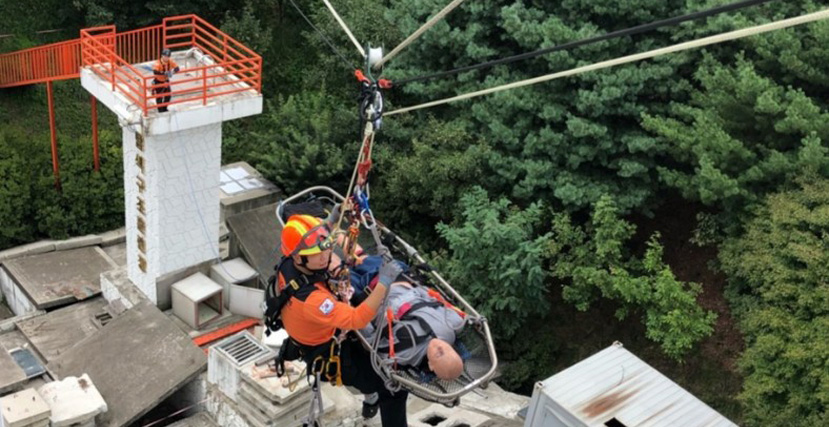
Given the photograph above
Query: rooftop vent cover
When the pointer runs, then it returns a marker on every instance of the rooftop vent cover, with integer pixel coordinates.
(242, 348)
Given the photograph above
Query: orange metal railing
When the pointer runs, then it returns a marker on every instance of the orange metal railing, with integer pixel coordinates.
(57, 61)
(231, 67)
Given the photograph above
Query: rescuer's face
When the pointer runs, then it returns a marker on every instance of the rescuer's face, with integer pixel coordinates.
(319, 261)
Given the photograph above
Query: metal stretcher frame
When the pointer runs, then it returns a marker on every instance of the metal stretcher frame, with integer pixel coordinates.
(475, 319)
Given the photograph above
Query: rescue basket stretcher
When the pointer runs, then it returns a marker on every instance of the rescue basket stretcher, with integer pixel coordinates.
(474, 343)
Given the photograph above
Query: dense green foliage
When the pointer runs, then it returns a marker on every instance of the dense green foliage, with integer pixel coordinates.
(498, 260)
(595, 262)
(88, 202)
(539, 191)
(779, 272)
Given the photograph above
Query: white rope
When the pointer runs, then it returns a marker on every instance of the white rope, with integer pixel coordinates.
(733, 35)
(425, 27)
(345, 28)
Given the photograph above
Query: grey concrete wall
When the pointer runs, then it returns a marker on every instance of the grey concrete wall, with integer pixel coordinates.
(15, 298)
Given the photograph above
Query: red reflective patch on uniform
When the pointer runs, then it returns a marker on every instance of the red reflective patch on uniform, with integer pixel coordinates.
(327, 306)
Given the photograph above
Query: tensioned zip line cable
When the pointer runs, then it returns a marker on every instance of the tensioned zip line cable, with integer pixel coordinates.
(345, 28)
(578, 43)
(733, 35)
(324, 38)
(425, 27)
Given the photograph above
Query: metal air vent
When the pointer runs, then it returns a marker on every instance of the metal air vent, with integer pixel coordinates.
(242, 348)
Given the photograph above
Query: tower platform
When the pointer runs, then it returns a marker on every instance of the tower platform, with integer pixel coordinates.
(172, 159)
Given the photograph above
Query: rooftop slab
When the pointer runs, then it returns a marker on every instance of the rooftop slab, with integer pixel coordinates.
(202, 419)
(11, 375)
(136, 361)
(58, 278)
(257, 235)
(58, 331)
(244, 188)
(24, 408)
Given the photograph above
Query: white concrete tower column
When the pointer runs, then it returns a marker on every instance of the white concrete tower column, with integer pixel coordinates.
(172, 163)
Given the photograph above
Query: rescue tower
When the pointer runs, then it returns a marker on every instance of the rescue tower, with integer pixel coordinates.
(172, 159)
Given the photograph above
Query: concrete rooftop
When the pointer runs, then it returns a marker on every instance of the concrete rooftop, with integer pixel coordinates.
(58, 278)
(58, 331)
(136, 361)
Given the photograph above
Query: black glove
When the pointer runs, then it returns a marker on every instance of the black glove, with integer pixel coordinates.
(389, 272)
(334, 216)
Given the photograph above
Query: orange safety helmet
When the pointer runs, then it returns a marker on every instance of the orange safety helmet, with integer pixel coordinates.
(304, 235)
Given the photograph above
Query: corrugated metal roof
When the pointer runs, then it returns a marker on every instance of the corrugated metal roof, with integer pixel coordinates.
(614, 383)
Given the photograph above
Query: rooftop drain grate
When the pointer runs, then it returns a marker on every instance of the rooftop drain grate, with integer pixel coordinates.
(242, 348)
(28, 362)
(101, 319)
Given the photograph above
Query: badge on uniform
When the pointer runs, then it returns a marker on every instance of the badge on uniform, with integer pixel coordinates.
(327, 306)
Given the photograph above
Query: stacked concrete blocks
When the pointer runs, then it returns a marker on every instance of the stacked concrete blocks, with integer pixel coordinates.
(440, 416)
(25, 409)
(73, 401)
(271, 402)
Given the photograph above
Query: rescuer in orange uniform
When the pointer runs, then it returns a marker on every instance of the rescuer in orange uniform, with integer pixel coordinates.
(313, 314)
(163, 70)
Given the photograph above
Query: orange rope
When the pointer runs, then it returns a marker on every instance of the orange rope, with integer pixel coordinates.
(390, 317)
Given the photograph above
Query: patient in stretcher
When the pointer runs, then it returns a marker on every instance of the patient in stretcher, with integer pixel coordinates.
(424, 329)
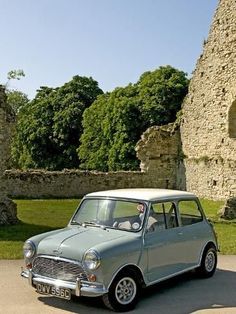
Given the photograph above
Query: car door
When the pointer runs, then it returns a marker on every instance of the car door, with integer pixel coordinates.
(194, 231)
(163, 242)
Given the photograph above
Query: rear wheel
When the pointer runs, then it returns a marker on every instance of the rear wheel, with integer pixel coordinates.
(208, 263)
(123, 293)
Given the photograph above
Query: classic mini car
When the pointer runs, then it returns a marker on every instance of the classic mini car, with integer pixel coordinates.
(120, 241)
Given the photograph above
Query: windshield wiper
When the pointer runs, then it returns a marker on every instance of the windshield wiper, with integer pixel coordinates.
(93, 224)
(76, 223)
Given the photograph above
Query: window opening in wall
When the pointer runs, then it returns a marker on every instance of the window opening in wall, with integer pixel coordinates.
(232, 120)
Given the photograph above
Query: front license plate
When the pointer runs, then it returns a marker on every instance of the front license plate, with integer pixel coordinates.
(54, 291)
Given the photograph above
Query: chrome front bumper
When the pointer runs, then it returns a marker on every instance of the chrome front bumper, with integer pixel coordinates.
(78, 288)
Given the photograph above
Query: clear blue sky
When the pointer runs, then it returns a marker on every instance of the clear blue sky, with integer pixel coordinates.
(114, 41)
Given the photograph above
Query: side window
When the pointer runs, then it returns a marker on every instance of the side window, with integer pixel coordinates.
(189, 212)
(164, 215)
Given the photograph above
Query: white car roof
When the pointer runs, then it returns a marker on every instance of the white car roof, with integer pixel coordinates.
(143, 194)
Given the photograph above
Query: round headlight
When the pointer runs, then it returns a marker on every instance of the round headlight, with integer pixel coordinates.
(29, 249)
(91, 259)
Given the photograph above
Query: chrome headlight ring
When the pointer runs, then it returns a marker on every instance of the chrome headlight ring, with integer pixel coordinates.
(29, 249)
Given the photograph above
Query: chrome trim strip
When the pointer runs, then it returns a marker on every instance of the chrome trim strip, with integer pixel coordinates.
(170, 276)
(62, 259)
(80, 288)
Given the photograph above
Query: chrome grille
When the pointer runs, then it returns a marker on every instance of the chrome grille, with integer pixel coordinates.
(58, 268)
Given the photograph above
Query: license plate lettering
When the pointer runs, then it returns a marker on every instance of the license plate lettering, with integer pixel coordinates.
(54, 291)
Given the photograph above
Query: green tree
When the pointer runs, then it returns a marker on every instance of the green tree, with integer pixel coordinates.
(161, 94)
(49, 127)
(116, 120)
(16, 99)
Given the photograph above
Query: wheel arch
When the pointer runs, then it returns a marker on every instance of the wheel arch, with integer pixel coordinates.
(206, 247)
(130, 268)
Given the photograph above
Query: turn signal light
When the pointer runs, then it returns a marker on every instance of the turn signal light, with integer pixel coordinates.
(92, 277)
(29, 265)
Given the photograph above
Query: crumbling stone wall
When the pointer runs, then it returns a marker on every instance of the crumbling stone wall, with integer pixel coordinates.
(160, 153)
(73, 183)
(7, 207)
(208, 128)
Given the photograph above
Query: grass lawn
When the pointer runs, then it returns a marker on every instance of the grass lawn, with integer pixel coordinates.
(38, 216)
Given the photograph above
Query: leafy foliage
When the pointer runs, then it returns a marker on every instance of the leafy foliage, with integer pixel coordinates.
(16, 99)
(116, 120)
(49, 127)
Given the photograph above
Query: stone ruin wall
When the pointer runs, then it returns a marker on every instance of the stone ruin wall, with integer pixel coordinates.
(200, 157)
(160, 153)
(208, 129)
(73, 183)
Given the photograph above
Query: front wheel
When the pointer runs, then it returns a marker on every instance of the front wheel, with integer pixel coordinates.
(208, 263)
(123, 293)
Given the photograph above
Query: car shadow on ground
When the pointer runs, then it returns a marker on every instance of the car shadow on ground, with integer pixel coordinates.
(181, 295)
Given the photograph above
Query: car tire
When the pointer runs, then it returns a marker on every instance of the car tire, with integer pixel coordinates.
(208, 262)
(123, 293)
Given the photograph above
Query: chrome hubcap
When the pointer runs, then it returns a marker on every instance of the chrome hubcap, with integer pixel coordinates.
(210, 261)
(126, 290)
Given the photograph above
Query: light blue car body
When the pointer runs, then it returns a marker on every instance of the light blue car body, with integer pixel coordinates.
(154, 256)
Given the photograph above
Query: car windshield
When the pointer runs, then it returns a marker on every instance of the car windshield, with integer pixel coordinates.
(110, 213)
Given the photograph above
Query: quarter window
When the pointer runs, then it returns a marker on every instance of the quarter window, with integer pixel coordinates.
(189, 212)
(164, 215)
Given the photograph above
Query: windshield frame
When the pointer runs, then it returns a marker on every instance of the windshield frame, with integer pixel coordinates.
(145, 204)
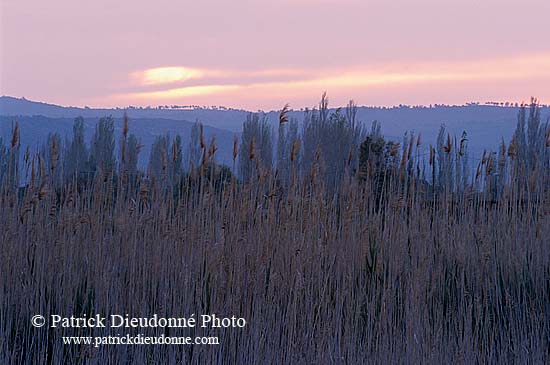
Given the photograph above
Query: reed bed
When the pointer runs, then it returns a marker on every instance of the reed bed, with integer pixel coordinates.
(361, 274)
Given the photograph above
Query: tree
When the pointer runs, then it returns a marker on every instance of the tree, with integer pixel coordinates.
(102, 158)
(76, 158)
(256, 146)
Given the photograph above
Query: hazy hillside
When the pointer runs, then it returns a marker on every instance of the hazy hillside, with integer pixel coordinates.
(35, 130)
(485, 125)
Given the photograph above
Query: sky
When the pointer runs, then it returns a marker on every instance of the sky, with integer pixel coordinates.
(263, 54)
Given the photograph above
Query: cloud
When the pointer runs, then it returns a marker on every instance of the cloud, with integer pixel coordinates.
(166, 75)
(186, 85)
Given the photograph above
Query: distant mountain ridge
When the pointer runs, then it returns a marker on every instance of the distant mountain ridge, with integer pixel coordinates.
(486, 125)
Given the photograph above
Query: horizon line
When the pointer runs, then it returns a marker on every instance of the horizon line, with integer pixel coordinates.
(175, 107)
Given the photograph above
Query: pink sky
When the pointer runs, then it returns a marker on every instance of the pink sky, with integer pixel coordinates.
(262, 54)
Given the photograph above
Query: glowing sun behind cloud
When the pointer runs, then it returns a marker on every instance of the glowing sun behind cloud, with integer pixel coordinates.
(166, 75)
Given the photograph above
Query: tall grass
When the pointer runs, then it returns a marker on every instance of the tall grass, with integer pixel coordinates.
(398, 270)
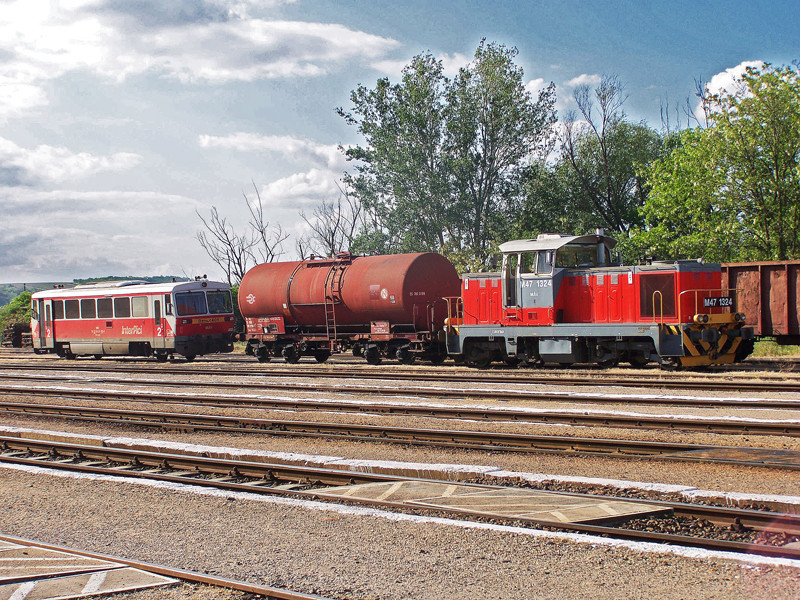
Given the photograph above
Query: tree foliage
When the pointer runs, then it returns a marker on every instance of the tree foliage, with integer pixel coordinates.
(442, 159)
(602, 154)
(731, 191)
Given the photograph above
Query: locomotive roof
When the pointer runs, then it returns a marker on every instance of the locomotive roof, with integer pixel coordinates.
(113, 288)
(550, 241)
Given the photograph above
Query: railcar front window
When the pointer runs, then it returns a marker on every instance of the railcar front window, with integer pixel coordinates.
(219, 302)
(191, 303)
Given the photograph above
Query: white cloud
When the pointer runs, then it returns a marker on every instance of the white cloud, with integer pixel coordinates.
(583, 79)
(301, 189)
(327, 156)
(729, 79)
(55, 164)
(212, 42)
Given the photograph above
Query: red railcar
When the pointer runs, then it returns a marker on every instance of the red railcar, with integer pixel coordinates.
(769, 294)
(134, 318)
(379, 305)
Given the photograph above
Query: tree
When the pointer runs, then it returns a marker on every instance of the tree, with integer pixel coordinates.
(605, 153)
(731, 191)
(235, 252)
(442, 158)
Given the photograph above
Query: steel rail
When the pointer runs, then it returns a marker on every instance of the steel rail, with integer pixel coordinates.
(458, 439)
(739, 426)
(239, 468)
(271, 593)
(488, 394)
(553, 377)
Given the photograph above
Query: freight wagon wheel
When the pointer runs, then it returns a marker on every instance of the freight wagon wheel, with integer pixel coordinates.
(404, 356)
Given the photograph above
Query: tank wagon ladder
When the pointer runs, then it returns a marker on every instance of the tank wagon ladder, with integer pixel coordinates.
(333, 296)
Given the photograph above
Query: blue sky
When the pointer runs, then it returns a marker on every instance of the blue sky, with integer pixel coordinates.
(121, 118)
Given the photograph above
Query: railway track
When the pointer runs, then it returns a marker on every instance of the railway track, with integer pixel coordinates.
(449, 438)
(239, 368)
(575, 417)
(766, 531)
(430, 392)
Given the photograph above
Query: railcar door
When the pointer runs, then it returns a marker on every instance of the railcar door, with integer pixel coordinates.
(46, 333)
(159, 328)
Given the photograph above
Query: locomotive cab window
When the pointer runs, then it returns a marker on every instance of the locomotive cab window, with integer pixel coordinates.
(191, 303)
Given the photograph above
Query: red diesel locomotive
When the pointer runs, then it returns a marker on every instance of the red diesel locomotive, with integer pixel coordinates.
(561, 299)
(134, 318)
(558, 299)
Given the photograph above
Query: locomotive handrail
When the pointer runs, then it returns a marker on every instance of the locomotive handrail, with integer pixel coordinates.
(723, 292)
(661, 306)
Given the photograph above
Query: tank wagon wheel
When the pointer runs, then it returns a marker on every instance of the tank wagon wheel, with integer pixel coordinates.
(404, 356)
(373, 355)
(262, 355)
(290, 354)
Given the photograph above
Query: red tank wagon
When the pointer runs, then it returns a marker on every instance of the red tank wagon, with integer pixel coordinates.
(561, 299)
(134, 318)
(377, 305)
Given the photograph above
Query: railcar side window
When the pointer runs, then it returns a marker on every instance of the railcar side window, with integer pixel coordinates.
(139, 306)
(88, 310)
(191, 303)
(122, 307)
(72, 309)
(219, 302)
(105, 308)
(657, 294)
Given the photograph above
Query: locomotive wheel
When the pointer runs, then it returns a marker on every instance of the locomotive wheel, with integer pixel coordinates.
(405, 356)
(372, 355)
(290, 354)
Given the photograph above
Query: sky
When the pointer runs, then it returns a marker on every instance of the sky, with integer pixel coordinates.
(121, 120)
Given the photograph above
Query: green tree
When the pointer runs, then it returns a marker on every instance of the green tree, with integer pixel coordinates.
(602, 155)
(731, 191)
(442, 159)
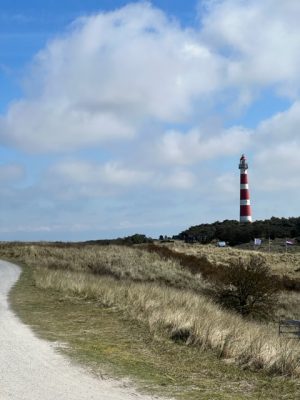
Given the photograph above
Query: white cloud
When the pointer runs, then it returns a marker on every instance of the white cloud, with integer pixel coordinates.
(108, 76)
(183, 149)
(86, 173)
(11, 173)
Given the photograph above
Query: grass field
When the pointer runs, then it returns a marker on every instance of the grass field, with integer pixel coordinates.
(282, 262)
(134, 325)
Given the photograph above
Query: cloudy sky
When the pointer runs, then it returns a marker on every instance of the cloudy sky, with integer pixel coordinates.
(119, 117)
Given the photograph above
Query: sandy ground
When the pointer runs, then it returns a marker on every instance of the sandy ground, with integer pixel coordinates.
(30, 369)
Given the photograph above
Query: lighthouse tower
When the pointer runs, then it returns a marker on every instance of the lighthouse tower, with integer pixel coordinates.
(245, 207)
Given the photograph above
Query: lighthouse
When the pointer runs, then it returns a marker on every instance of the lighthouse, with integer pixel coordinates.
(245, 207)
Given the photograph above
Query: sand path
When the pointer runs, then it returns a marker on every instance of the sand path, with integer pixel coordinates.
(31, 368)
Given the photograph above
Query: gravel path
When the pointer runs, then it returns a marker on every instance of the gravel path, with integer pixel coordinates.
(30, 369)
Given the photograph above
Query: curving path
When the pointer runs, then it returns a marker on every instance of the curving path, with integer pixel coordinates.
(30, 369)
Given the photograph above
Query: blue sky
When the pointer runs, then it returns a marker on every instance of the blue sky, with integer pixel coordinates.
(120, 117)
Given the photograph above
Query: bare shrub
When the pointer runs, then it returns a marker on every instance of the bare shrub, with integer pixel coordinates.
(247, 287)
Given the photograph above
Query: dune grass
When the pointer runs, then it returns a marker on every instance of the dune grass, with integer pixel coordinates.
(110, 343)
(162, 294)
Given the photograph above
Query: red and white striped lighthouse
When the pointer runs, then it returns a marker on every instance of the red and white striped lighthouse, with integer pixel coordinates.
(245, 207)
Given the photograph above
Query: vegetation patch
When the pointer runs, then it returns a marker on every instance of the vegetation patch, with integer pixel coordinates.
(110, 342)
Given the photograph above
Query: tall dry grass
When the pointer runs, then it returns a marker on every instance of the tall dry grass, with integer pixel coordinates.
(158, 292)
(280, 263)
(185, 315)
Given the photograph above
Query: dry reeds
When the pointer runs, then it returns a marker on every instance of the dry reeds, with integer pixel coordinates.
(161, 292)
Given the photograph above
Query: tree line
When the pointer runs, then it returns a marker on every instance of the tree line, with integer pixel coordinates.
(234, 232)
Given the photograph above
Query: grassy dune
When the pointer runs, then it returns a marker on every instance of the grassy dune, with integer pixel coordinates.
(150, 289)
(281, 263)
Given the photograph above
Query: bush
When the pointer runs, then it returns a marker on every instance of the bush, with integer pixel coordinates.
(247, 286)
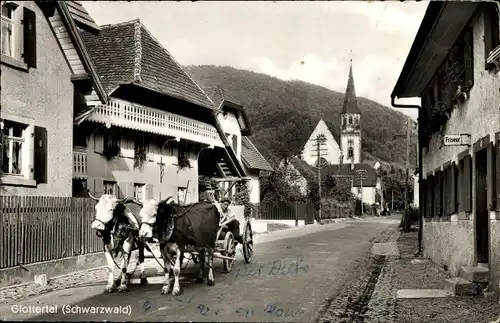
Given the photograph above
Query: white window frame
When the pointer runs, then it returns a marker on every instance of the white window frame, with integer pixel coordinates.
(106, 185)
(26, 177)
(142, 196)
(180, 199)
(17, 32)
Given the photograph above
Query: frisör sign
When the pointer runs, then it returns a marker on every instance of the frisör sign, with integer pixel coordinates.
(456, 140)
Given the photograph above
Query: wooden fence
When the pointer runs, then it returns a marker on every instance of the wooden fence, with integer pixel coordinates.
(285, 211)
(35, 229)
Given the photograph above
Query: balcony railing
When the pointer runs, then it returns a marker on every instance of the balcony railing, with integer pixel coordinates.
(133, 116)
(79, 164)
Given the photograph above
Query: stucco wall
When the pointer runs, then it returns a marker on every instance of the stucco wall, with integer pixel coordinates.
(449, 243)
(44, 97)
(332, 152)
(452, 243)
(121, 170)
(255, 187)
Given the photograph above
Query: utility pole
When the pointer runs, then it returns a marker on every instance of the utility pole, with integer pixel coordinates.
(320, 152)
(361, 174)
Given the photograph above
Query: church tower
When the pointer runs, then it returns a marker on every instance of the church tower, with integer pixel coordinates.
(350, 129)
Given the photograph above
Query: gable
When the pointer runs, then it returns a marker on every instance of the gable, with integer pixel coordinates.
(65, 32)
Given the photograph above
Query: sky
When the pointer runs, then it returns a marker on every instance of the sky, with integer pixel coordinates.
(311, 41)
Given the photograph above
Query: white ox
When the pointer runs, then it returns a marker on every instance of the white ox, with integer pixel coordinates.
(175, 246)
(115, 224)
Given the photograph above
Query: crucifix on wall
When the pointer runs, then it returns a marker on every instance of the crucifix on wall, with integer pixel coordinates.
(162, 168)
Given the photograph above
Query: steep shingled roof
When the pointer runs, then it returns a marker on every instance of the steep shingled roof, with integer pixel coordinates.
(350, 100)
(127, 53)
(252, 158)
(82, 18)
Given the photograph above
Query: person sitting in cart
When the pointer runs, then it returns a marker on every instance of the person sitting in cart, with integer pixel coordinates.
(234, 225)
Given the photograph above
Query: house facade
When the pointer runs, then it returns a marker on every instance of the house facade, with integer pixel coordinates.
(256, 166)
(159, 131)
(457, 78)
(329, 148)
(236, 126)
(44, 66)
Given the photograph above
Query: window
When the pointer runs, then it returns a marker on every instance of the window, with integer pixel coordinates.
(111, 140)
(491, 29)
(139, 192)
(14, 147)
(19, 34)
(110, 187)
(8, 27)
(350, 153)
(181, 195)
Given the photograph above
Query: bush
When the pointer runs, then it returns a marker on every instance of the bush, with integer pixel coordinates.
(333, 209)
(367, 208)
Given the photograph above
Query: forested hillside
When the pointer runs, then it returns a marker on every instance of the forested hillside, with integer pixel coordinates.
(284, 113)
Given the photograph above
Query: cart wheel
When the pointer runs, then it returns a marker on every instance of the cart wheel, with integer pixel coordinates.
(248, 243)
(230, 251)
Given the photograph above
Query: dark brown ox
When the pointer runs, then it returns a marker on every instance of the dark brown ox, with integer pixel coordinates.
(118, 228)
(180, 229)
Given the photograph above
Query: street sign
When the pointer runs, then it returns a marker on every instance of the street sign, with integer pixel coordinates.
(457, 140)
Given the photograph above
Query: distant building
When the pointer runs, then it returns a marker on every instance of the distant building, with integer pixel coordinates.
(364, 177)
(330, 150)
(256, 166)
(453, 66)
(44, 68)
(236, 127)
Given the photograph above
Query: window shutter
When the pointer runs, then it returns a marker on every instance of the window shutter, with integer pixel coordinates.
(149, 192)
(40, 154)
(121, 187)
(29, 25)
(467, 181)
(497, 174)
(490, 173)
(468, 59)
(444, 183)
(454, 186)
(98, 187)
(98, 143)
(423, 188)
(438, 191)
(430, 196)
(491, 32)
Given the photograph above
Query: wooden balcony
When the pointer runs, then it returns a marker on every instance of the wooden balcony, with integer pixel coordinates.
(79, 163)
(133, 116)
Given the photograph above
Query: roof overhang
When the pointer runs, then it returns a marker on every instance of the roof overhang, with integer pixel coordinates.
(241, 116)
(443, 22)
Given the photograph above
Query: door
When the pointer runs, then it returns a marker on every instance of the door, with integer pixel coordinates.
(481, 207)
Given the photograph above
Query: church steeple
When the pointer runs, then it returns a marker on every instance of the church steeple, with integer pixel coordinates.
(350, 130)
(350, 101)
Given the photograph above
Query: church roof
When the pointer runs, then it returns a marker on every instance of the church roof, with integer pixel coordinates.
(350, 100)
(370, 174)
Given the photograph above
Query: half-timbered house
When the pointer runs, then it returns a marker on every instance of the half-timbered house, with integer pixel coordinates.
(159, 130)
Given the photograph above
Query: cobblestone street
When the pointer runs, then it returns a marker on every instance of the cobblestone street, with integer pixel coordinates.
(319, 250)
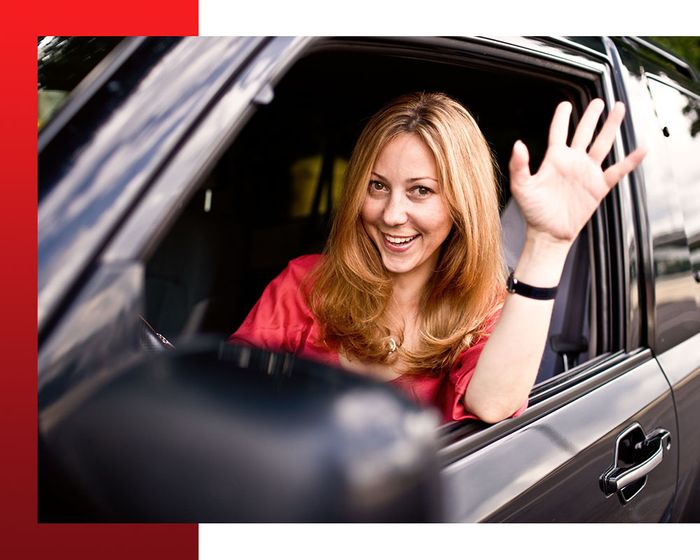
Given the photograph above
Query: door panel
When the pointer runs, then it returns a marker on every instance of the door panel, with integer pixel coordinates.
(548, 470)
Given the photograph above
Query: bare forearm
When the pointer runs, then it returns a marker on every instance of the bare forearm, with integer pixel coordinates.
(508, 365)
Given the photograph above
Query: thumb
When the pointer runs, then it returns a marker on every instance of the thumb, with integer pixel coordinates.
(519, 165)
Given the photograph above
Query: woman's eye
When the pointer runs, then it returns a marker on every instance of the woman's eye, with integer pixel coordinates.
(421, 191)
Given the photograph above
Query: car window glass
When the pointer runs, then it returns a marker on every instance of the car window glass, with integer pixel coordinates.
(63, 62)
(679, 115)
(289, 160)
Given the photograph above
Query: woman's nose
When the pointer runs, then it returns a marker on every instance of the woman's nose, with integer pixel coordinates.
(395, 211)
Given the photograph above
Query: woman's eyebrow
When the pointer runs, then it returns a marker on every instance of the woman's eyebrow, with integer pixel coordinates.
(411, 180)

================

# [EXERCISE DIRECTIONS]
What should be set down is every line from the opening of the records through the line that contains "Query: dense green foliage", exactly, with pictures left out.

# [EXPECTED OUTPUT]
Given the photograph above
Query: rooftop vent cover
When the pointer runs, then it returns a marker on every instance of the rooftop vent cover, with integer pixel coordinates.
(242, 348)
Given the photograph above
Query: orange metal railing
When the pointer runs, then it returns a marker on every instance of the orange metal railing, with integer pixel coordinates.
(57, 61)
(231, 67)
Given the photograph above
Query: rescuer's face
When the pointer runs, then it returns a marker on every instance of the rescuer's face, with integer pixel coordinates.
(319, 261)
Given the photograph above
Query: metal stretcher frame
When the pointer runs, then it returns a marker on every instance of the metal stretcher frame, with integer pixel coordinates.
(475, 319)
Given the photograph above
Query: rescue basket stretcher
When the pointer runs, then it returns a marker on every instance of the rescue basket stretcher, with integer pixel coordinates.
(474, 343)
Given the photograph above
Query: dense green foliage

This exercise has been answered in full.